- WORK REQUEST A:
According to the passage on wire feedthroughs, which two electrical issues that affect connectors do sealed feedthroughs eliminate?
- WORK REQUEST B:
Carry on the passage about sealed wire feedthroughs from its final sentence.

*** Opening of PASSAGE PROVIDED ***

Engineers who need to pass power and signal wires through the walls of pressure and vacuum chambers usually reach for off-the-shelf sealed bulkhead connectors. Such connectors often seem like the best or only way to traverse chamber walls, but they can unnecessarily constrain designs, raise costs, and trigger electrical problems. Wire feedthroughs hermetically sealed with epoxy can be a better alternative.

Such feedthroughs pass all the conductors in a wire harness though the chamber wall with no loss of pressure or vacuum. Often, they permit design flexibility that’s not possible with off-the-shelf connectors. They also improve electrical performance by eliminating voltage drop and contact-resistance issues that affect connectors. And although they are custom products, hermetically sealed wire feedthroughs have a lower installed cost than comparable bulkhead connectors when specced into the right application.

*** Close of PASSAGE PROVIDED ***
*** Opening of PROVIDED RECORDS ***

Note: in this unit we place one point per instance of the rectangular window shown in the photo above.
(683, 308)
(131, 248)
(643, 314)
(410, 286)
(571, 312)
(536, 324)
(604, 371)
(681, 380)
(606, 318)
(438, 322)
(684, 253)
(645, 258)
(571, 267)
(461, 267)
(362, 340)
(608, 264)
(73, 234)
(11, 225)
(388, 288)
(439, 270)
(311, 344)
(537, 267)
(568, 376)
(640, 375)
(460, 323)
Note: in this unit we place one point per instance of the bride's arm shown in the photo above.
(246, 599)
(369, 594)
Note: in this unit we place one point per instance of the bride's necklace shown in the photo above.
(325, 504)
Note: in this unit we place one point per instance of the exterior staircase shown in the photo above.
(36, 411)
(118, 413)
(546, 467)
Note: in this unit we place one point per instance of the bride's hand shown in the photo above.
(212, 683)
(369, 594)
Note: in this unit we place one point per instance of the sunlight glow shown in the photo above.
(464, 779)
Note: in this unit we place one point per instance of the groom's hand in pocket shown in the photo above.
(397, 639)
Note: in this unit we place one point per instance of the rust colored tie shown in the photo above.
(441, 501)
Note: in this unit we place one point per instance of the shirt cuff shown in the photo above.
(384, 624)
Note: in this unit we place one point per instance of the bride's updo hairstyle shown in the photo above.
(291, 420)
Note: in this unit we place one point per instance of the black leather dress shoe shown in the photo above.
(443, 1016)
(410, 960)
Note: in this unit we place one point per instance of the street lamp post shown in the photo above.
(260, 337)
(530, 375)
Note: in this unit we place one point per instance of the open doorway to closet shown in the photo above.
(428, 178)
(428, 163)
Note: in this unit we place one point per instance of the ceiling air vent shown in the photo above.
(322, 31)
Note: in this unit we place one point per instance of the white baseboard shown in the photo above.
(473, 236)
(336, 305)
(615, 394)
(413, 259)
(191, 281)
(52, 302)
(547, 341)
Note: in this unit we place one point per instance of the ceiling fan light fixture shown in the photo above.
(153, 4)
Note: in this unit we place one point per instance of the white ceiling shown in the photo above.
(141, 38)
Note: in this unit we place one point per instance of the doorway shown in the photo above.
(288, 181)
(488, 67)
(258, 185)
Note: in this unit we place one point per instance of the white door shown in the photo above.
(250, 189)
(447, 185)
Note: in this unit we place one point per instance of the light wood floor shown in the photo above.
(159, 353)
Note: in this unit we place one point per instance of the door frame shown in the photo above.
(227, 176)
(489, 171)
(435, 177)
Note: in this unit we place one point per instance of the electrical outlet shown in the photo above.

*** Close of PROVIDED RECORDS ***

- EXERCISE RESULT A:
Voltage drop and contact-resistance issues.

- EXERCISE RESULT B:
Suitable uses
It’s important to stress that point about the right application. The most obvious reason to select a connector instead of a continuous feedthrough is to let users disconnect wires from the chamber. Applications needing quick connections or disconnections on one or both sides of the chamber wall require bulkhead connectors. In these cases, though, it pays to pick high-quality connectors to avoid problems with electrical losses and substandard sealing. (See the related Machine Design article, Sealing off leaks.)

Most feedthrough applications, however, tend to be “sealed for life.” Here, the main design considerations are robust sealing and resistance to mechanical stresses with minimal electrical losses. Lots of applications fall in this category. Typical examples include high-voltage electrical switches, semiconductor wafer-processing equipment, medical-imaging systems, military ordinance-control applications, and space-simulation vacuum chambers.